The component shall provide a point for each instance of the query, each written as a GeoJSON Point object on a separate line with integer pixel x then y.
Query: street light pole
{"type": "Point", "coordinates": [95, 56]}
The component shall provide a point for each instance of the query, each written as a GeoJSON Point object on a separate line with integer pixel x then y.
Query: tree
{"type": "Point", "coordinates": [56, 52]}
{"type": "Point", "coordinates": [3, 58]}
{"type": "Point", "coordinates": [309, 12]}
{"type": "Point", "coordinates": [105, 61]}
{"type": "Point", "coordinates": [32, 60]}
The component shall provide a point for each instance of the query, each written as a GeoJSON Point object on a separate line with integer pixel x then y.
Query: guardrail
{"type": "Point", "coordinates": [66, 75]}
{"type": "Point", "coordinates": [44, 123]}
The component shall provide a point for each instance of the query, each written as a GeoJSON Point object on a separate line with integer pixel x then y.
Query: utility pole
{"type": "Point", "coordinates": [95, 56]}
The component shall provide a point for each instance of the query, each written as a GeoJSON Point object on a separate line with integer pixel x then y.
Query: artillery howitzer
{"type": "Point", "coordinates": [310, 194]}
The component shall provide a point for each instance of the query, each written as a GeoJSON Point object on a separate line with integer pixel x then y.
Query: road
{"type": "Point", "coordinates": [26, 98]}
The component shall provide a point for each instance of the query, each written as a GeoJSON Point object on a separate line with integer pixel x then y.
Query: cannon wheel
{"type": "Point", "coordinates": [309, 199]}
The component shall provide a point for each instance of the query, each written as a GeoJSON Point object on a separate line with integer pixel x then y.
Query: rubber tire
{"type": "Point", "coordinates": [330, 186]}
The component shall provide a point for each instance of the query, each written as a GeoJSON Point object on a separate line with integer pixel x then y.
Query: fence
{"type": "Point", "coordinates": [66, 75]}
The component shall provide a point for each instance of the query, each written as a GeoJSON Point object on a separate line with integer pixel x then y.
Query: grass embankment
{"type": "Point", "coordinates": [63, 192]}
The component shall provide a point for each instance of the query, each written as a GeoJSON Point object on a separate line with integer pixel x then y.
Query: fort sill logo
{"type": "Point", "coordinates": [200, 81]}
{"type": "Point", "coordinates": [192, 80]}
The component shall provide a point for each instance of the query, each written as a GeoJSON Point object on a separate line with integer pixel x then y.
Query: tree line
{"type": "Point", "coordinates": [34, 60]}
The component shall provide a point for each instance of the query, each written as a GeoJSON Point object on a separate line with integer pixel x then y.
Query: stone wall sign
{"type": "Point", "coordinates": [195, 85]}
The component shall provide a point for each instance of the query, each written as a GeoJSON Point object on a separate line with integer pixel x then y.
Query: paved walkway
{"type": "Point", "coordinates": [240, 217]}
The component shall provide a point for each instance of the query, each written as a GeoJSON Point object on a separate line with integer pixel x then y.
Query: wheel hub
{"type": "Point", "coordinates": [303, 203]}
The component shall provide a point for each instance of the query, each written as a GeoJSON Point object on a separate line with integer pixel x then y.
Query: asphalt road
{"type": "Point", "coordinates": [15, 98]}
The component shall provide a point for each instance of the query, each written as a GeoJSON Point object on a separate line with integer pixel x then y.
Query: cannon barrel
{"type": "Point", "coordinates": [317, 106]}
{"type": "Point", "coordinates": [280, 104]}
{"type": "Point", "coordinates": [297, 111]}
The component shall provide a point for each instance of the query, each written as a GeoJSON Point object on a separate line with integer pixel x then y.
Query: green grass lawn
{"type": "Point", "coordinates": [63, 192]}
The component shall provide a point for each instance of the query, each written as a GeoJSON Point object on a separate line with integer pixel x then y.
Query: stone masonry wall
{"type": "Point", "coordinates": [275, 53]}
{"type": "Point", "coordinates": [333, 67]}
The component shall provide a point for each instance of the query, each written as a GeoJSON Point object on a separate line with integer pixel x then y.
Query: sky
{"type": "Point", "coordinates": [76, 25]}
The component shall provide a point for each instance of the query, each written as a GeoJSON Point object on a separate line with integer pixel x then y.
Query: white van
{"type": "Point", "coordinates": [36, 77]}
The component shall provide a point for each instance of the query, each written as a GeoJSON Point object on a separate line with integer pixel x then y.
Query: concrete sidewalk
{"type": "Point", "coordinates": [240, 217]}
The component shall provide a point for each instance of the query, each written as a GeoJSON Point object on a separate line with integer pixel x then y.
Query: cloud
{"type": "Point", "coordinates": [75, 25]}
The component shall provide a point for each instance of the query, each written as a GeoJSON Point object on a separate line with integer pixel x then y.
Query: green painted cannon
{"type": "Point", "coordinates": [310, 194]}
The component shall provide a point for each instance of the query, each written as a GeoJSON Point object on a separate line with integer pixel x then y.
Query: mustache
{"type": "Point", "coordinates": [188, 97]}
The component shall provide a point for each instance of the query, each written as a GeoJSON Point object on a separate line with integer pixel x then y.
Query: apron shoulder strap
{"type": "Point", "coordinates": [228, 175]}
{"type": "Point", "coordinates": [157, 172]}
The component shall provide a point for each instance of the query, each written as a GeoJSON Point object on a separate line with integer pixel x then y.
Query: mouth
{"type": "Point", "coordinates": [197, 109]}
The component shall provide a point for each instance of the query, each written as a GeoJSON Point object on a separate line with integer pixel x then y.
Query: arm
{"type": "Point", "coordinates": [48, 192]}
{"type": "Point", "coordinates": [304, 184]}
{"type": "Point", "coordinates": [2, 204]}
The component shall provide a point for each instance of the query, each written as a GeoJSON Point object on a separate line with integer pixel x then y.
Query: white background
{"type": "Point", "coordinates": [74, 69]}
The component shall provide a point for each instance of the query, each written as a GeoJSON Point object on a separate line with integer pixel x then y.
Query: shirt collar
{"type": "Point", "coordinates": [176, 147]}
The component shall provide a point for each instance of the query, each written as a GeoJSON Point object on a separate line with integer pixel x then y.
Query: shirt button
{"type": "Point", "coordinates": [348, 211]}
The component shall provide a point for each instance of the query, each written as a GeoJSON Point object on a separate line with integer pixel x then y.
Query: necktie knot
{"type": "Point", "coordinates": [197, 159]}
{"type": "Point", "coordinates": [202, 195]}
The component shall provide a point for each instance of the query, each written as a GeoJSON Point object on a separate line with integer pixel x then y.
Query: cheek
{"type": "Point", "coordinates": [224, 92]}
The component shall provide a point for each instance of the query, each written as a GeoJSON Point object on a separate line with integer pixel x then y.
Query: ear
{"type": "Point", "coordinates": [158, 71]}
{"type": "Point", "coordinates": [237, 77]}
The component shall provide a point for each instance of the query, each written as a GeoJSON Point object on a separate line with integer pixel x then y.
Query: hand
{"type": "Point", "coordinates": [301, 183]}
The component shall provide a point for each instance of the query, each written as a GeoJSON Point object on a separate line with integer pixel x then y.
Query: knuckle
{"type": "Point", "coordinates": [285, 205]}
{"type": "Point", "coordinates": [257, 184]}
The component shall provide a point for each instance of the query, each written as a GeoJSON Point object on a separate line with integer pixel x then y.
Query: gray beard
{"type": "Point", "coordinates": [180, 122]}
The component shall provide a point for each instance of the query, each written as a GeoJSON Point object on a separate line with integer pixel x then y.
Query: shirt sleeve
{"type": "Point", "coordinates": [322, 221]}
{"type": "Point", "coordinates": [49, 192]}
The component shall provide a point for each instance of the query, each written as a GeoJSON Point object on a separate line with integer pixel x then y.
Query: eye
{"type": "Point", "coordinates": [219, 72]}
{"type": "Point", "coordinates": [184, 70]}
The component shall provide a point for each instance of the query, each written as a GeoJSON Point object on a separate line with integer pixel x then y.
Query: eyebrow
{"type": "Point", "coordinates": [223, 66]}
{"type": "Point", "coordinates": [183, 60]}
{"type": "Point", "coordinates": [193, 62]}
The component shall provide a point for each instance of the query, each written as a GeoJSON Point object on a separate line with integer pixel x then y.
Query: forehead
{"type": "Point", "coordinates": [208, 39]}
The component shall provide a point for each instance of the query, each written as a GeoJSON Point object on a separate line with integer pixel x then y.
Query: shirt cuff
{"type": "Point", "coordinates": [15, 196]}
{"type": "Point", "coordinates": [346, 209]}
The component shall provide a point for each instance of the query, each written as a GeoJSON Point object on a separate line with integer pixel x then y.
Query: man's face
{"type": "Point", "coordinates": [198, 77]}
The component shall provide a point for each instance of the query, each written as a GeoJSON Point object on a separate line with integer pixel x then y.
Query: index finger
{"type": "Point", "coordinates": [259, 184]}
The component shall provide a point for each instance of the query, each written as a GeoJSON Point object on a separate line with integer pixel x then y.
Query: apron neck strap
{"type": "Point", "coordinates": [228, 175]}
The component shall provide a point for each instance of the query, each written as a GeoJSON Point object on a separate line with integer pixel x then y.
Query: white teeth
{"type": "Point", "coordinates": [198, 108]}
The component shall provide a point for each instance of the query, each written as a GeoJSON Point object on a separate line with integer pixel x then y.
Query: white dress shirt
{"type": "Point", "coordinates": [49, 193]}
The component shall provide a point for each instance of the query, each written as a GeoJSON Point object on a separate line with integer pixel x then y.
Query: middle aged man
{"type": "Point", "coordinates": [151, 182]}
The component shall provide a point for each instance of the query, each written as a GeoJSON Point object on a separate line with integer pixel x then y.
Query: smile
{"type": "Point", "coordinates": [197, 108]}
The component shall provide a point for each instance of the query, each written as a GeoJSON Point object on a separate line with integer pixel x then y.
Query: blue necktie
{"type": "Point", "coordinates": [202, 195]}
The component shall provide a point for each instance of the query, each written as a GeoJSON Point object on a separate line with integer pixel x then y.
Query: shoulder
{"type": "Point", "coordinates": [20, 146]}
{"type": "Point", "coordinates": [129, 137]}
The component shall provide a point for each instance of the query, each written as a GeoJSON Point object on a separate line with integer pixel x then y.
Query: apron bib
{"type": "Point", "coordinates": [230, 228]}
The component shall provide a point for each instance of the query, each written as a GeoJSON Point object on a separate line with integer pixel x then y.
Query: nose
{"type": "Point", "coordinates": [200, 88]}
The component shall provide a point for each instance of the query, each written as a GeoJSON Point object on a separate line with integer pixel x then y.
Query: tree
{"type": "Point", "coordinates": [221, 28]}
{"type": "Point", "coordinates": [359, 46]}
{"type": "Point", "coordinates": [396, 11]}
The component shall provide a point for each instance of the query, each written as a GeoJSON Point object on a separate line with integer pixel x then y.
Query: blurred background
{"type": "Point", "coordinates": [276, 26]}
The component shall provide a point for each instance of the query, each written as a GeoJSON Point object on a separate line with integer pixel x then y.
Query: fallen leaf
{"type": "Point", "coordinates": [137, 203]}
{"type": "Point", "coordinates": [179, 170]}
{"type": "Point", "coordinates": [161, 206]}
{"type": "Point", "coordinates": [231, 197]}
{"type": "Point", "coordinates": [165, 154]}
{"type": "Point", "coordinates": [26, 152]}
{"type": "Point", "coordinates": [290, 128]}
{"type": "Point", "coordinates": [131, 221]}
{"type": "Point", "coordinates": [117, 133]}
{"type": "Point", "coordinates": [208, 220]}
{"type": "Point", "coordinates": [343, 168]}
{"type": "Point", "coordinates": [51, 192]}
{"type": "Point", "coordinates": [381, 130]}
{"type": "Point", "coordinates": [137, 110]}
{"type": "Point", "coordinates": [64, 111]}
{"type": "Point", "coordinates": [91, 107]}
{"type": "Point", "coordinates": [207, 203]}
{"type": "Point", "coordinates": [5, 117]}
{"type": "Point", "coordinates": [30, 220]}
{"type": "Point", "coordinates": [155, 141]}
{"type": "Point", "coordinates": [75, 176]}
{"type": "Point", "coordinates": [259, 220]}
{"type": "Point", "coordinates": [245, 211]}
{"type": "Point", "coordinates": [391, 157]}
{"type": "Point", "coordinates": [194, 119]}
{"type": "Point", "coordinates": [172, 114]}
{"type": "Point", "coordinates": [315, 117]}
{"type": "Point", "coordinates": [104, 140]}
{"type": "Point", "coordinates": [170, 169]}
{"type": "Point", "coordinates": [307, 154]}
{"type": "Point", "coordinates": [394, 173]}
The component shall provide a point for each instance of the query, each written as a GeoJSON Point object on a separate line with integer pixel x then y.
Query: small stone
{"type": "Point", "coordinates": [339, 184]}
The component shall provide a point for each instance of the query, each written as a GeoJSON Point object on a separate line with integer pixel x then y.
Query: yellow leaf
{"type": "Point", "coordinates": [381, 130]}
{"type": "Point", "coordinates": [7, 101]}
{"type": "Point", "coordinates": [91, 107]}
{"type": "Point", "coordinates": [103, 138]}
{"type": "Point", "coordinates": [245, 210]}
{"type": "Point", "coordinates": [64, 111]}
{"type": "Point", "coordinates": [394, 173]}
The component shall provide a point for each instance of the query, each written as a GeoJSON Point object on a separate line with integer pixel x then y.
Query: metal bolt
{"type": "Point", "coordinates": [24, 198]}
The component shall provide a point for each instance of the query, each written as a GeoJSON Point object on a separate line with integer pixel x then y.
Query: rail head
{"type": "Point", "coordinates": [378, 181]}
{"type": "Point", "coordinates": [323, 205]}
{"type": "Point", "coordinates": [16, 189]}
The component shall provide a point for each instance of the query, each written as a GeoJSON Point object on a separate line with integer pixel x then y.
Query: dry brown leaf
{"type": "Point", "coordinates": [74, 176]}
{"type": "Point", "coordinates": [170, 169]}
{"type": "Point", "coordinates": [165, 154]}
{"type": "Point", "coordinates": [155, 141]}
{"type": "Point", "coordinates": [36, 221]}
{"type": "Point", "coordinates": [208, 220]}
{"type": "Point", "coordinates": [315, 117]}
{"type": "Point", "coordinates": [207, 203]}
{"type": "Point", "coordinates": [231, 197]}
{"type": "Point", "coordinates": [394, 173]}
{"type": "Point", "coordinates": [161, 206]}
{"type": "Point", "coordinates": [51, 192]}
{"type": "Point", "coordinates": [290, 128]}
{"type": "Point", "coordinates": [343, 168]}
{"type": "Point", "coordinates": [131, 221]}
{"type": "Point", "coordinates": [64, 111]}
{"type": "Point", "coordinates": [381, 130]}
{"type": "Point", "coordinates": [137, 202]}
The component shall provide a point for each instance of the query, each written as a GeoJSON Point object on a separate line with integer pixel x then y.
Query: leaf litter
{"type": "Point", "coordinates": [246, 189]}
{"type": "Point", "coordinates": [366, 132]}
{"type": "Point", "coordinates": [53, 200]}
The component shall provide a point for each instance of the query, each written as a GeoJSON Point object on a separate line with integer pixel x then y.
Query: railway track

** Set problem **
Pull out every line of the data above that contains the word "wall".

** Result of this task **
Query: stone wall sign
Query: stone masonry wall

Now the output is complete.